Task statement: Can the data below be echoed back word for word?

Supplied data:
○ ○ ○ ○ ○ ○ ○

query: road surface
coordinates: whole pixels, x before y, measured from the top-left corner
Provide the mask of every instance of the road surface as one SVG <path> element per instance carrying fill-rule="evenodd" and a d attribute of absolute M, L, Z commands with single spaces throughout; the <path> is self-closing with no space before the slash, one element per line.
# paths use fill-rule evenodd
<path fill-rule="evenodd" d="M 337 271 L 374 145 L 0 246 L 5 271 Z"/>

○ ○ ○ ○ ○ ○ ○

Problem solution:
query: road surface
coordinates: whole pixels, x before y, measured from the top-left corner
Provide the mask of every instance of the road surface as one SVG <path> element per instance carrying fill-rule="evenodd" and a d attribute of absolute M, L, Z commands with single spaces throughout; the <path> is self-closing with no space before the slash, one element per line.
# paths use fill-rule evenodd
<path fill-rule="evenodd" d="M 337 271 L 374 145 L 0 246 L 5 271 Z"/>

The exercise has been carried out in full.